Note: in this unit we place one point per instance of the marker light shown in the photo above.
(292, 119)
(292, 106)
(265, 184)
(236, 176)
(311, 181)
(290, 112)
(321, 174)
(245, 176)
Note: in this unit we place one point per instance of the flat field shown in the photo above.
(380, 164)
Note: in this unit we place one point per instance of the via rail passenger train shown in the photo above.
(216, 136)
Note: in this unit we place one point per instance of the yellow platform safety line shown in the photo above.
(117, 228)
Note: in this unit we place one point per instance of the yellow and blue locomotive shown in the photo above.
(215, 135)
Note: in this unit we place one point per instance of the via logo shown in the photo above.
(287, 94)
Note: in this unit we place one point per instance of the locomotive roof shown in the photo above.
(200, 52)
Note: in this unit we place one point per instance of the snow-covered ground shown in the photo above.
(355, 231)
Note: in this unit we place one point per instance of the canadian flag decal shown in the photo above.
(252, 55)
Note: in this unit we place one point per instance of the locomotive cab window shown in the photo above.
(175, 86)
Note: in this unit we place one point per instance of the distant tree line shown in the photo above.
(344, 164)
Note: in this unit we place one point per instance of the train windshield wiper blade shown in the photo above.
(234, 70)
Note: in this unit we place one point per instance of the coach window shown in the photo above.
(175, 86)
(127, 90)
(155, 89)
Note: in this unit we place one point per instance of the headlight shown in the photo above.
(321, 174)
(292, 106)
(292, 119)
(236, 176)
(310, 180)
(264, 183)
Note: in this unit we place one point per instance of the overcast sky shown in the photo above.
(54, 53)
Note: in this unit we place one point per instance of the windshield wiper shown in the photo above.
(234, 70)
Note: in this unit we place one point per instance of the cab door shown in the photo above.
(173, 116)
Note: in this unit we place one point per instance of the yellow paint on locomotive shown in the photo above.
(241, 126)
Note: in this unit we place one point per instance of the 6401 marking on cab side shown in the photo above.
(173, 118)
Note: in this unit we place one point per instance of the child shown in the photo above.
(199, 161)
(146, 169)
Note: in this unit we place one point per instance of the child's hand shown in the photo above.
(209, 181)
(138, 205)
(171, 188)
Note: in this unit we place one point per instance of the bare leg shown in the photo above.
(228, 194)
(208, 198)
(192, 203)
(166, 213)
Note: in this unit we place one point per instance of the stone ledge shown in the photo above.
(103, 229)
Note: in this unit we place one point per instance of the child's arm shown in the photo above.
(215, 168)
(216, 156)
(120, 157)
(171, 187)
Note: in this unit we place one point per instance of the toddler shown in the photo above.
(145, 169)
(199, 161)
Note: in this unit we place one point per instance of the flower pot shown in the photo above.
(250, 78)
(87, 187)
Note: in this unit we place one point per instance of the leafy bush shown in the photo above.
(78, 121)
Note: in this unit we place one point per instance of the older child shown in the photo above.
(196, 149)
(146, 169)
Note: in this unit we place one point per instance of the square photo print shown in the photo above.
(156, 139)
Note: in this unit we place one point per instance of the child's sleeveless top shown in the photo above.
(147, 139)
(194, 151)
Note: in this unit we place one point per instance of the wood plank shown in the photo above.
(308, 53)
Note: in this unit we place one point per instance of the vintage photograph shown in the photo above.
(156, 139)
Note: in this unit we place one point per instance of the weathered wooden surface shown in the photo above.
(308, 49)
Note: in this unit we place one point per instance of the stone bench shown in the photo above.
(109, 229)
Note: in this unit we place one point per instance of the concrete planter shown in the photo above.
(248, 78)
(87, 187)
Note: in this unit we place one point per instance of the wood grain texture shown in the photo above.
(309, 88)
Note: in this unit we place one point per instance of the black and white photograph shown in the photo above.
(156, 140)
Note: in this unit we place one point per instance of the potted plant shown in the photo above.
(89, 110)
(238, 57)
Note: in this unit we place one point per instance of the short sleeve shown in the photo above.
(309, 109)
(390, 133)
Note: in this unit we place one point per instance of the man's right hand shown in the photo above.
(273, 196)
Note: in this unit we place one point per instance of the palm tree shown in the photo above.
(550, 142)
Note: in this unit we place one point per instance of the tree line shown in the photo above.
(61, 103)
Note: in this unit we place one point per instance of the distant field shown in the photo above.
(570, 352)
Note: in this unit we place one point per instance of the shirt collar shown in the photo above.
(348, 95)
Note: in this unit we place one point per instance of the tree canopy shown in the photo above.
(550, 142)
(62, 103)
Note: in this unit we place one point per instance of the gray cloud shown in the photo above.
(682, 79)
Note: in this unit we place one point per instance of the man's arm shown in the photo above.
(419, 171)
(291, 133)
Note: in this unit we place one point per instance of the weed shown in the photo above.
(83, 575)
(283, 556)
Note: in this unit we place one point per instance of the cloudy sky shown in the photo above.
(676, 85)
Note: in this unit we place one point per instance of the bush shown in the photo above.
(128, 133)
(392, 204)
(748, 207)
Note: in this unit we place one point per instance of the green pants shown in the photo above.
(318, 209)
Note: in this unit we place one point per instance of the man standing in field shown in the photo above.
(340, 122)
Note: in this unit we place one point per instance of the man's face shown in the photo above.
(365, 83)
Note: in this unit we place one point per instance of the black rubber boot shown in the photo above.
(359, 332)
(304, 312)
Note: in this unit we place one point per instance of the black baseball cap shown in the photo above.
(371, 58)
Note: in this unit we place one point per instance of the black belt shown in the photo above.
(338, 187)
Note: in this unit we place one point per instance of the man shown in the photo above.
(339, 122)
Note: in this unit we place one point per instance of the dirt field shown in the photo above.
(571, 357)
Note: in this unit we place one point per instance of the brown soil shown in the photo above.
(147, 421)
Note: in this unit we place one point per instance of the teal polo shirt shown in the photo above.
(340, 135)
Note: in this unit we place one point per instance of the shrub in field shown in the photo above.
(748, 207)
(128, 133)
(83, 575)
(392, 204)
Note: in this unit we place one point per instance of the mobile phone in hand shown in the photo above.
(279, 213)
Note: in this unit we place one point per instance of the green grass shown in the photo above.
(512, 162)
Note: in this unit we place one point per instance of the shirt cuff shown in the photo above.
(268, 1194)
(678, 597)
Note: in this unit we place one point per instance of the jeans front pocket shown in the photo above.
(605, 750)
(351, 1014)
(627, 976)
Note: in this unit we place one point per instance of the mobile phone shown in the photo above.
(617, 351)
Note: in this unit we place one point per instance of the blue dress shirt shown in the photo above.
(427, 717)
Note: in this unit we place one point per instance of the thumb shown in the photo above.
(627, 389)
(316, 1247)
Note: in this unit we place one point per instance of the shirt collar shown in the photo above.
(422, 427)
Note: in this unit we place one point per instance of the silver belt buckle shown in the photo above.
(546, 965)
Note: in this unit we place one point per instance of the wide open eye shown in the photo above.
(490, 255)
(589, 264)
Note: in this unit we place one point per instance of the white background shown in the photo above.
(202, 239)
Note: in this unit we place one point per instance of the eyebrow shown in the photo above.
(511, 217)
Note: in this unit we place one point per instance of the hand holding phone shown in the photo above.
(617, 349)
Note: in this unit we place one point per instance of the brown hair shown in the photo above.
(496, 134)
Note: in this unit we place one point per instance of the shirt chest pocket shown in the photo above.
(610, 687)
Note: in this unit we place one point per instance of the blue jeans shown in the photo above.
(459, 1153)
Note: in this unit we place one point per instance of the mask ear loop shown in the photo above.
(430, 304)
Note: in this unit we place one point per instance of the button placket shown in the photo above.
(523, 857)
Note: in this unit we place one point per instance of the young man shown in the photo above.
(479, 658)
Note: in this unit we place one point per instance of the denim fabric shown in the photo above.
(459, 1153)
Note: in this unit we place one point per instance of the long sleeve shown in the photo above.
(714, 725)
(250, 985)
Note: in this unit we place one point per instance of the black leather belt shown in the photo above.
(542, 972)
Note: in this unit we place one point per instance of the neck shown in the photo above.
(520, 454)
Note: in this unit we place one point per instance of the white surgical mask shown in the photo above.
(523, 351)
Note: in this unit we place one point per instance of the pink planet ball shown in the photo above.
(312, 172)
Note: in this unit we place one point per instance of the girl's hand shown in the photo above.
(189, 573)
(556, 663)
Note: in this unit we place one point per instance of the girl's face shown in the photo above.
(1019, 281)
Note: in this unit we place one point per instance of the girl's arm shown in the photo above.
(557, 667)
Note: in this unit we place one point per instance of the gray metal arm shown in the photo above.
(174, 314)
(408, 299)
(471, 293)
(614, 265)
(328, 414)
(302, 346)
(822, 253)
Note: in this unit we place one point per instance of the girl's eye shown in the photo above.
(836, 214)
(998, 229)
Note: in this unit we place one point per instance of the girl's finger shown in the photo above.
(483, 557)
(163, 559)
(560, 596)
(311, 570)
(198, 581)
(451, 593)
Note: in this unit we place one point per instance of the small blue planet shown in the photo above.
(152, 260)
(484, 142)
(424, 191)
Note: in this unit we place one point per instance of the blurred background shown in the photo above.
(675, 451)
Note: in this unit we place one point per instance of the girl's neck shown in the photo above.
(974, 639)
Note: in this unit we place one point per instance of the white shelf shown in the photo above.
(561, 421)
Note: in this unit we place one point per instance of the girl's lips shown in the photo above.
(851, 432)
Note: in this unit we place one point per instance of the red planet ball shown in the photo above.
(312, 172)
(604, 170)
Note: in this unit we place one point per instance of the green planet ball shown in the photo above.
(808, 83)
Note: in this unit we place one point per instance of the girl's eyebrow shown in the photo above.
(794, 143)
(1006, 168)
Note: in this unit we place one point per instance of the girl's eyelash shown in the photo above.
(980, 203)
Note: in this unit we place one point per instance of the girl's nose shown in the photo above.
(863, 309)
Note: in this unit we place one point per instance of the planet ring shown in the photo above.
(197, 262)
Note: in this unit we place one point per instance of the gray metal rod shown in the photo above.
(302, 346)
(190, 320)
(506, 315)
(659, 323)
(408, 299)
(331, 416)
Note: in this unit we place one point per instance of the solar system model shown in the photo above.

Work to be completed
Render the stretch of the records above, from the line containing "rod shown in the photo above." through the final line, as a JSON list of strings, with one string per line and blank lines omitted.

Task solution
[
  "Note: in this unit we place one point per instance of the gray metal rod shown in the photo above.",
  "(302, 346)",
  "(190, 320)",
  "(506, 315)",
  "(659, 323)",
  "(408, 299)",
  "(331, 416)",
  "Note: in this unit we place one point per instance of the solar system model shown in the photo above."
]